What you are asked to do:
Reproduce every line of the data below, requests included, offsetting each coordinate in the answers by 120 while leaving the numbers in the requests and their format samples unchanged. Omit the pictures from your reply.

(Data from a point annotation set)

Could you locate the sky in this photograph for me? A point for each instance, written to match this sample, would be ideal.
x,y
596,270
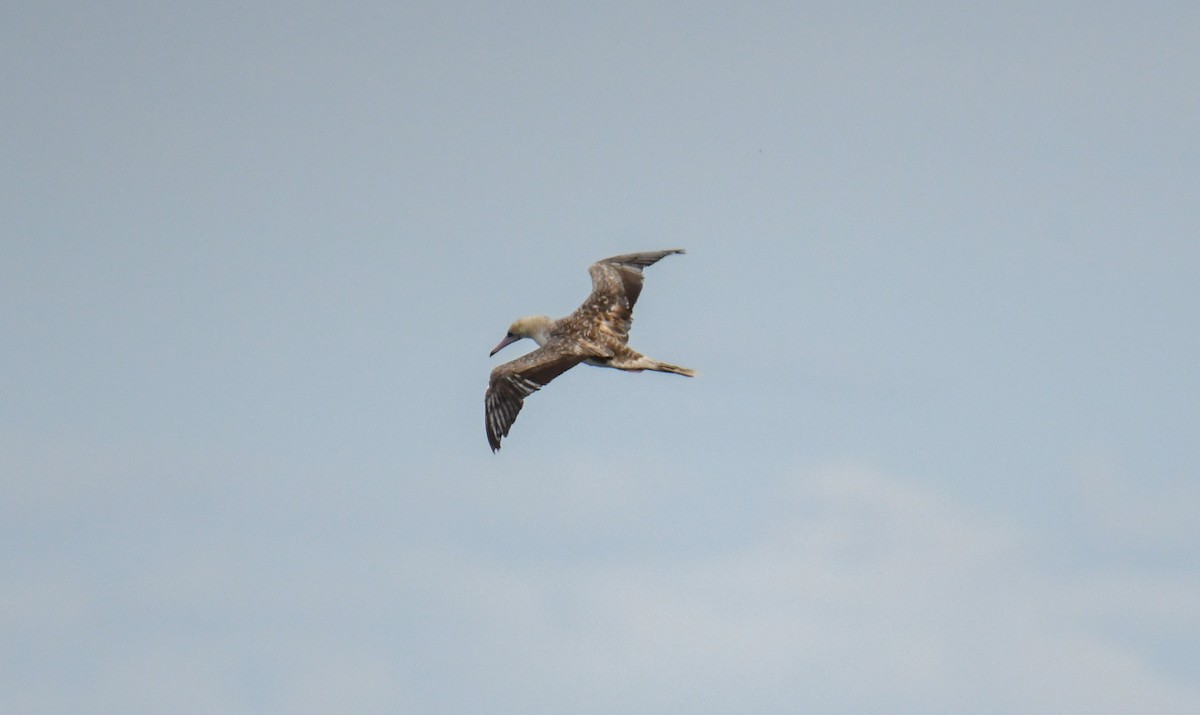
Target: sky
x,y
940,288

Expected answer:
Could you locate the sky in this photograph for me? A point for each instance, written to match this sample, would be ideal.
x,y
596,270
Target: sky
x,y
1060,408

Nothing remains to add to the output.